CONSIGNE 1 :: Reproduisez le passage de l'extrait sur les produits du tabac compris entre « En ce qui concerne » et « au premier détaillant. », bornes incluses.
CONSIGNE 2 :: Dressez la liste de toutes les saveurs de cigarettes nommées dans l'extrait sur les produits du tabac.

EXTRAIT DU DOCUMENT ::
________________________________________
En ce qui concerne les additifs, nous avons réussi à imposer une « liste positive » de produits que les fabricants auront le droit d’ajouter sans des concentrations spécifiques (il y a en environ 300 à l’heure actuelle) et s’ils veulent en rajouter à cette liste, il faudra qu’ils en demandent l’autorisation à la Commission. La quantité autorisée de polonium –substance radioactive qui vient surtout des intrants utilisés- a été diminuée. Pour le commerce illégal, il est également prévu que les Etats membres garantissent que les paquets unitaires et l’emballage de transport soient identifiés par un marquage, permettant de suivre le parcours de l’envoi du producteur au premier détaillant.

Autre motif de satisfaction, à nuancer toutefois : on a gagné sur l’interdiction des saveurs ajoutées aux cigarettes comme la vanille et le chocolat. Il faudra en revanche attendre 8 ans pour que le menthol soit également banni. C’est une déception, car ces cigarettes mentholées ont du succès auprès des jeunes, puisque cette saveur enlève l’âpreté du tabac, qui peut être de nature à vous faire arrêter tout de suite. Au contraire, l’impression de fraîcheur apportée par le menthol initie au tabac. Comment le parti populaire européen défend-il le maintien du menthol alors que le texte est censé rendre les produits du tabac moins attractifs auprès des jeunes ? En disant que ça n’est pas ça qui va empêcher les jeunes de fumer.
________________________________________
EXTRAITS DES ENTRÉES ::
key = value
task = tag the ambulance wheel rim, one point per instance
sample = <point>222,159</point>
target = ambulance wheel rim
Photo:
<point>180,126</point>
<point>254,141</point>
________________________________________
RÉPONSE ATTENDUE 1 ::
En ce qui concerne les additifs, nous avons réussi à imposer une « liste positive » de produits que les fabricants auront le droit d’ajouter sans des concentrations spécifiques (il y a en environ 300 à l’heure actuelle) et s’ils veulent en rajouter à cette liste, il faudra qu’ils en demandent l’autorisation à la Commission. La quantité autorisée de polonium –substance radioactive qui vient surtout des intrants utilisés- a été diminuée. Pour le commerce illégal, il est également prévu que les Etats membres garantissent que les paquets unitaires et l’emballage de transport soient identifiés par un marquage, permettant de suivre le parcours de l’envoi du producteur au premier détaillant.

RÉPONSE ATTENDUE 2 ::
- la vanille
- le chocolat
- le menthol